▸ **WHAT YOU NEED TO DO**
Extract every line of the records below that contains the word "white", matching its case exactly.

▸ **EXCERPTED RECORDS**
==============================
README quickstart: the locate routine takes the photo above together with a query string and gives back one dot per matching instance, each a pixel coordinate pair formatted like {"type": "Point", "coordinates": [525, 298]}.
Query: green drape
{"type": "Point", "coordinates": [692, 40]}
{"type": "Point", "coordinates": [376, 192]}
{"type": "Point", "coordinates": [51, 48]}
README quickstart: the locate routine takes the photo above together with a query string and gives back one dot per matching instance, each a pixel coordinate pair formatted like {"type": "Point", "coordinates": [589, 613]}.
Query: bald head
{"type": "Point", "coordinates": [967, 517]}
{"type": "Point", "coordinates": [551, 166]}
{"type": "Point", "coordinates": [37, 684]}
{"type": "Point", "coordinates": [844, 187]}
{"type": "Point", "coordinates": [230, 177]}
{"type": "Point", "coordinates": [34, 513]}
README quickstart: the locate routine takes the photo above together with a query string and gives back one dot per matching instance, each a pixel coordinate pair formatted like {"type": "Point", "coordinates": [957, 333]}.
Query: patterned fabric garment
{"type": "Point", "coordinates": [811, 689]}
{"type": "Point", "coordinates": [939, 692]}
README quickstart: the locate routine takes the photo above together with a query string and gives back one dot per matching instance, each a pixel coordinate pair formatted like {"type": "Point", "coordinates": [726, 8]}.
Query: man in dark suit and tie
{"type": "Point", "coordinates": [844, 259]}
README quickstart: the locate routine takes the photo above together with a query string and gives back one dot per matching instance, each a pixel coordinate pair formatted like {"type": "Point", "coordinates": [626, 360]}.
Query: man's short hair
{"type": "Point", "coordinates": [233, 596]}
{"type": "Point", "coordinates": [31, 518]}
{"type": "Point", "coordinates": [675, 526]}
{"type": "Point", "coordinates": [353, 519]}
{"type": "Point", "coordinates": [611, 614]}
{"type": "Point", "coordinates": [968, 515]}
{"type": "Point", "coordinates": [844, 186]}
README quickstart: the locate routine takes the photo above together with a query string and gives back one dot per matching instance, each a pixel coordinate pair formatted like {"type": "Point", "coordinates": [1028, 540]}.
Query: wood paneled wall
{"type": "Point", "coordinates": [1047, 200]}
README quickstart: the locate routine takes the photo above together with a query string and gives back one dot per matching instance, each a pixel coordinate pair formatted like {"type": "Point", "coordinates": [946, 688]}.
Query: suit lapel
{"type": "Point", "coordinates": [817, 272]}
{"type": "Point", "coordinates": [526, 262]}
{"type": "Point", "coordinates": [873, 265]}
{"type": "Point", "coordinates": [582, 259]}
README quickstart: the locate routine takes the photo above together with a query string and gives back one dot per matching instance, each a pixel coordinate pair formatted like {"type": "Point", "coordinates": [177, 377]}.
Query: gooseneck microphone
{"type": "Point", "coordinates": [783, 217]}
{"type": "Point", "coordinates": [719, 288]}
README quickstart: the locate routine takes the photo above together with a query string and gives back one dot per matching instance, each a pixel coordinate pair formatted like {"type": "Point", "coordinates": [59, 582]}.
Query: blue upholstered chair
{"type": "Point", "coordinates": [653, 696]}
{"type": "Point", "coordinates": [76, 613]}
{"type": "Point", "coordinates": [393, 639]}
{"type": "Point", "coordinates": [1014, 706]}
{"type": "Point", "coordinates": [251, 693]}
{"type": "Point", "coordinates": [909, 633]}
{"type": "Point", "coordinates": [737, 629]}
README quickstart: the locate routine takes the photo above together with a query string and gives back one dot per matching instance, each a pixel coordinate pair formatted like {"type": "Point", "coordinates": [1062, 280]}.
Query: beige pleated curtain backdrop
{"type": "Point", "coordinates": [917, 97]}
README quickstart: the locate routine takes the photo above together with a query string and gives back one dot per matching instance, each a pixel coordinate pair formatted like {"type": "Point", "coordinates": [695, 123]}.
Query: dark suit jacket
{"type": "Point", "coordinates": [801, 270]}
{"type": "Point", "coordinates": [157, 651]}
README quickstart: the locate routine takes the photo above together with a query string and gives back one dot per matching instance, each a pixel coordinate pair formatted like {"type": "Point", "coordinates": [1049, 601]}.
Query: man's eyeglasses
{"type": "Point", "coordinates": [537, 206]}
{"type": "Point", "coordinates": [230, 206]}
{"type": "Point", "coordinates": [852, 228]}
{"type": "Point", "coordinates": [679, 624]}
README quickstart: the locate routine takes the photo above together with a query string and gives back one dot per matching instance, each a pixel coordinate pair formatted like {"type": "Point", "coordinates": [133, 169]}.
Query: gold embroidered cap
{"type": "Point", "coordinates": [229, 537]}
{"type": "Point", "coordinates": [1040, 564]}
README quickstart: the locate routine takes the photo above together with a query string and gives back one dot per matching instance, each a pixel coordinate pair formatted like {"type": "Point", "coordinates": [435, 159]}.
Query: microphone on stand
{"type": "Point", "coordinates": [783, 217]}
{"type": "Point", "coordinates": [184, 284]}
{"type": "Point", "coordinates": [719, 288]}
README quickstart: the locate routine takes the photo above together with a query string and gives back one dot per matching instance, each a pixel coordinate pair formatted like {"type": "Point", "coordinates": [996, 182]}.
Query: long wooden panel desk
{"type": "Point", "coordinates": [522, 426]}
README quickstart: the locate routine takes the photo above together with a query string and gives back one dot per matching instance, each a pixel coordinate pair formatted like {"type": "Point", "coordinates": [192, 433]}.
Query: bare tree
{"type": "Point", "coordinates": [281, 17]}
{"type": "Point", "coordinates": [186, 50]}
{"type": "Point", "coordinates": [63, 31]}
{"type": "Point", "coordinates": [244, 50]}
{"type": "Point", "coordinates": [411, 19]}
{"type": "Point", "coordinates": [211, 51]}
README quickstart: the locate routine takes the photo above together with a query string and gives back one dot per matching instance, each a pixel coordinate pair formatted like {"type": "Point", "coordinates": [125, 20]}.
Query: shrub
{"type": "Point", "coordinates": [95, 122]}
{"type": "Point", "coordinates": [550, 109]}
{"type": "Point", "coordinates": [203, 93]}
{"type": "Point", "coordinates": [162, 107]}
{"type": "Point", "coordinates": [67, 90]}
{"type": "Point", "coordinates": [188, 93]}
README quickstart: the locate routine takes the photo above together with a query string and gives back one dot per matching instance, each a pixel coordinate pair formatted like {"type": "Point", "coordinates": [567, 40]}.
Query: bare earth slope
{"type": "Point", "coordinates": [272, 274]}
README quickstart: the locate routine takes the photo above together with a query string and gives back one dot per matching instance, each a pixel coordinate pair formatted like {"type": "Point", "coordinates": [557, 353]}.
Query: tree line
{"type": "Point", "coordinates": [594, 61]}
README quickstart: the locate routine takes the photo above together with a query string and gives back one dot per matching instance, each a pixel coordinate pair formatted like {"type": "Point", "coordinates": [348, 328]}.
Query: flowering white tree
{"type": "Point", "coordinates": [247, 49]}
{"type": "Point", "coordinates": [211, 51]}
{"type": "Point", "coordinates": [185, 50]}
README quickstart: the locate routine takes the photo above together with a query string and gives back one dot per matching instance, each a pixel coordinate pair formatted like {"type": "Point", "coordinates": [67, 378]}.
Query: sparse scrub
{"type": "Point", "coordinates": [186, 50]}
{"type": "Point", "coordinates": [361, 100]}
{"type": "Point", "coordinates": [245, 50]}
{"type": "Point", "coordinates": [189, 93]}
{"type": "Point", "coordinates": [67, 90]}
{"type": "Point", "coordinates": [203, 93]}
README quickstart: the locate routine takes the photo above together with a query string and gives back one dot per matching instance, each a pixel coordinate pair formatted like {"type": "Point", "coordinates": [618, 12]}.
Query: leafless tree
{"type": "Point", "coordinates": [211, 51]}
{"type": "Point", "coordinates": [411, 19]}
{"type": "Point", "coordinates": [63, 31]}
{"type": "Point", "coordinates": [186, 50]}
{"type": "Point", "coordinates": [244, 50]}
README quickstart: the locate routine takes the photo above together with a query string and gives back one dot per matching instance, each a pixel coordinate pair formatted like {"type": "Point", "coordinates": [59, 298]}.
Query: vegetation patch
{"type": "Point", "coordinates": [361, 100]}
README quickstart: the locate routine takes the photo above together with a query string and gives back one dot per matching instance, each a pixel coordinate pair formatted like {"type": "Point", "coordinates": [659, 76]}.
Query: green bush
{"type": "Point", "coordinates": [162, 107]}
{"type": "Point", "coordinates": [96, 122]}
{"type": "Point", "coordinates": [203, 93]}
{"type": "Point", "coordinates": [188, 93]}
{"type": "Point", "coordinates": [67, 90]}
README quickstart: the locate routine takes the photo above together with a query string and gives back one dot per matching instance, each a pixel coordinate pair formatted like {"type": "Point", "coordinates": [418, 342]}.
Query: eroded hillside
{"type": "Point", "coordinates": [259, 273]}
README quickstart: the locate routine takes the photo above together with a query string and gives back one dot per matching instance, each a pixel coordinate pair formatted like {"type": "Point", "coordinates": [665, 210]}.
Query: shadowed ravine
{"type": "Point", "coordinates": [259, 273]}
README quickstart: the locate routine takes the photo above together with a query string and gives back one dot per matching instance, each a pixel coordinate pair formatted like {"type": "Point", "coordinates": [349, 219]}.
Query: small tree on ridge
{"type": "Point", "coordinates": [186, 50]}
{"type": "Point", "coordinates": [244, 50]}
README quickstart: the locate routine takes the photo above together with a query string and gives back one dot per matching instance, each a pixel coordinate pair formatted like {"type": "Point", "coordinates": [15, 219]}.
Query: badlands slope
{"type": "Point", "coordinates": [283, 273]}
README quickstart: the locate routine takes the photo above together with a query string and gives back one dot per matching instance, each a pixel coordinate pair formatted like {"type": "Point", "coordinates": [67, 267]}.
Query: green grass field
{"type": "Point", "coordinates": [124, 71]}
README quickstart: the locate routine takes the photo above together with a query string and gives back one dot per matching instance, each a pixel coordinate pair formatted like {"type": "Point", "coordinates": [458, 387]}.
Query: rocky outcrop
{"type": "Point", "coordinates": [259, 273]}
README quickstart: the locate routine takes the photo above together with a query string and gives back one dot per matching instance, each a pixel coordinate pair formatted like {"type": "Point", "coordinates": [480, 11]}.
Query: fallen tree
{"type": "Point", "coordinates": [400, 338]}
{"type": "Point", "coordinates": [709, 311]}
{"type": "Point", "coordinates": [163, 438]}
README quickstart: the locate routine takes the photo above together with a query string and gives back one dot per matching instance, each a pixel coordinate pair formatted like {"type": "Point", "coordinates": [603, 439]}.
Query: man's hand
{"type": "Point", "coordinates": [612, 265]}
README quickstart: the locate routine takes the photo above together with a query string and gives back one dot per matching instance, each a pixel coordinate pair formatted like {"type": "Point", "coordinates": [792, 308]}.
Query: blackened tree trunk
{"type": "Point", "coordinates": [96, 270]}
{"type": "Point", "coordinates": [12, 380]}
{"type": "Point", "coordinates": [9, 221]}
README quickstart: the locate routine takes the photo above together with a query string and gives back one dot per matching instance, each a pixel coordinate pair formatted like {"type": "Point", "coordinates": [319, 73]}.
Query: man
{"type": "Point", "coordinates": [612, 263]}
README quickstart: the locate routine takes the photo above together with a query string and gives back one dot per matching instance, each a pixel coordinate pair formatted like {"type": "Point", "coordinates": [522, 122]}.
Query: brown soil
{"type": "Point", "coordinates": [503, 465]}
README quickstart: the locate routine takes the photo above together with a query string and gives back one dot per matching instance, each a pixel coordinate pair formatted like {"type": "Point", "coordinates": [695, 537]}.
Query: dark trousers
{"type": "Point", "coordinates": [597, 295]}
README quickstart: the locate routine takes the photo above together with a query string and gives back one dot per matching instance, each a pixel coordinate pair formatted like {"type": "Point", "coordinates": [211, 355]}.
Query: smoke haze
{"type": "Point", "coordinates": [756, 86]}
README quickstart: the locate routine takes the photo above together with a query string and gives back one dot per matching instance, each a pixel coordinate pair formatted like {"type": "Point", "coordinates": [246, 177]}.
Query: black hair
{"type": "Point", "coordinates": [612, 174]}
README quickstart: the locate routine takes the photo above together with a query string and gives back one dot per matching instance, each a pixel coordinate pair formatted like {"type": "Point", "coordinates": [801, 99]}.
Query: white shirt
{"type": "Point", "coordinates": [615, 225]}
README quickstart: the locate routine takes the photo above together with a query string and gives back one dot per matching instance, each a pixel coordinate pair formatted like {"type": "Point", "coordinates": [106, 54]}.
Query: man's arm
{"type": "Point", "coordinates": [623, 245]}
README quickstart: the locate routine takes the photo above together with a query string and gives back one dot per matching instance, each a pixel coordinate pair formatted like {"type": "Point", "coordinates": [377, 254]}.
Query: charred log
==============================
▸ **REPLY**
Query: flowering white tree
Query: white shirt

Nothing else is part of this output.